BEGIN Source extract
- Date: Thanksgiving Day
- Location: Buffalo, New York, United States
- Event type: Road
- Distance: 5 miles (8 kilometers (5.0 mi) certified)
- Primary sponsor: YMCA
- Established: November 26, 1896
- Official site: ymcaturkeytrot.org
- Participants: over 14,000 (in 2018)

= Buffalo Turkey Trot =

Annual footrace held in Buffalo, New York

The YMCA Buffalo Niagara Turkey Trot is an annual 8K (4.97 miles) Thanksgiving footrace held in Buffalo, New York each Thanksgiving Day. The Buffalo Turkey Trot, a popular fundraiser for the local branch of the YMCA, runs five miles down Delaware Avenue in Buffalo.

==History==
The race proclaims itself to be the oldest continually running public footrace in North America, having established itself in 1896 and run every year since, even during World War I, the 1918 flu pandemic, World War II, and the 2020 coronavirus pandemic.
END Source extract
▶ What to work on:
Write the next part of the Buffalo Turkey Trot article, picking up after its closing sentence about the race running through the 2020 coronavirus pandemic.
BEGIN Data under study
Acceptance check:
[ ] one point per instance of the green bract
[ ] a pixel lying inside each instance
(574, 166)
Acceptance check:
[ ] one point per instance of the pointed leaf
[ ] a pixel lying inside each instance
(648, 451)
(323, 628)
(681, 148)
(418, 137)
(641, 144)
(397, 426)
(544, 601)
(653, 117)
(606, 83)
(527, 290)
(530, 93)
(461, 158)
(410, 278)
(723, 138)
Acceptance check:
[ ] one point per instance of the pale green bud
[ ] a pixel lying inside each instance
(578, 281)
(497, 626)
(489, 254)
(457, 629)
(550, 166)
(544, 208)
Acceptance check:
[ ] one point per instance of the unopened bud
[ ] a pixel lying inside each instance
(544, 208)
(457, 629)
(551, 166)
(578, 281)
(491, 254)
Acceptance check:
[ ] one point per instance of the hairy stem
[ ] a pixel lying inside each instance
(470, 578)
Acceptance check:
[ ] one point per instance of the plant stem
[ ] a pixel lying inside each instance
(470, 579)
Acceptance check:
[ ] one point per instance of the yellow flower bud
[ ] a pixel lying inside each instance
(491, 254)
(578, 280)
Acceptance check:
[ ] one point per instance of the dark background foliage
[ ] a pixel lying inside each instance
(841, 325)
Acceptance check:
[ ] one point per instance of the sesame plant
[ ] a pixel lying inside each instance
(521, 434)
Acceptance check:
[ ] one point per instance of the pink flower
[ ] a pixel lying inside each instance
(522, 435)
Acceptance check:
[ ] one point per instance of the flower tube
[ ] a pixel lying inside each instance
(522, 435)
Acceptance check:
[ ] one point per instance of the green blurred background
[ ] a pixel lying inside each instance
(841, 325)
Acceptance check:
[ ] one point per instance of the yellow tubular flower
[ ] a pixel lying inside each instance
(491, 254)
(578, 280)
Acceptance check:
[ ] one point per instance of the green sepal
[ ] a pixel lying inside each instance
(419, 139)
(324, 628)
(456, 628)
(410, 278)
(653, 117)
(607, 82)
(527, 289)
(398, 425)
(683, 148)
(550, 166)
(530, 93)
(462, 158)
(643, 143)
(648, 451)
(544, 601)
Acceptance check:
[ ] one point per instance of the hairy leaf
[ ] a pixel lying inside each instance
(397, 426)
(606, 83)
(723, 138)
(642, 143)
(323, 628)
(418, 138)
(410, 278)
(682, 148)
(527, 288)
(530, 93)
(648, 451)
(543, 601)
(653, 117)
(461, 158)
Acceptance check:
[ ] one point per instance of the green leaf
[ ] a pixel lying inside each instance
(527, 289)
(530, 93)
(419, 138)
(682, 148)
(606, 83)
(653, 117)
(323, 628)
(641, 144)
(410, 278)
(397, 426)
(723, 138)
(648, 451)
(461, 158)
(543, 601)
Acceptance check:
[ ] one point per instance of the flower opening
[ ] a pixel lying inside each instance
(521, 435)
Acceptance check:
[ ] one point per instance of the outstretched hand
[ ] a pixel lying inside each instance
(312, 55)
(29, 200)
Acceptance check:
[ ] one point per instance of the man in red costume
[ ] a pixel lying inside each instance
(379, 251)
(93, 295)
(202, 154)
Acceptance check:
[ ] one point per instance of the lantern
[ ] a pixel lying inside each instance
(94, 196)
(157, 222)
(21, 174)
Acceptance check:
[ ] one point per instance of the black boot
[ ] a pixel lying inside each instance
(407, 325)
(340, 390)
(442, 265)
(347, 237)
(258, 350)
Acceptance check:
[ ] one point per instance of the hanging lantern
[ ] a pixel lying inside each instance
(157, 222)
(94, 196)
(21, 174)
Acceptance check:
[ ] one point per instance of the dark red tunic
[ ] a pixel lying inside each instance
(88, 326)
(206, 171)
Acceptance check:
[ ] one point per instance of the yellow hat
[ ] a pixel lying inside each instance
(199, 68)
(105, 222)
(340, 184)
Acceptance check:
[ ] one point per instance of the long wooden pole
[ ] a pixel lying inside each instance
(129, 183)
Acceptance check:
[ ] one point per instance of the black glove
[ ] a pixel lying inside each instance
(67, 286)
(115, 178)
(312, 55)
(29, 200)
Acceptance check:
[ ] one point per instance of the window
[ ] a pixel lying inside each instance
END Data under study
▶ Exercise answer:
The Around the Bay Road Race in nearby Hamilton, Ontario, first run in 1894, also claims the title of Oldest Long-Distance Road Race in North America, although that race was not held during World War I, a ten-year stretch between 1925 and 1935, or in 2020 or 2021. Likewise, the Bemis Forslund Pie Race, the oldest footrace of any distance on the continent, has been held since 1891, but was canceled in 1936 due to a scarlet fever epidemic, and thus the Buffalo Turkey Trot has had the longer continuous run. It is a mere five months older than the Boston Marathon, launched April 1897. It has never been postponed nor cancelled due to weather in its history; the organizers keep "a plan in place" to ensure that the city's famous lake-effect snow storms do not threaten the event, a contingency that most prominently occurred in 2000 when the city specifically focused its snow removal efforts on the Turkey Trot course following a heavy snow event.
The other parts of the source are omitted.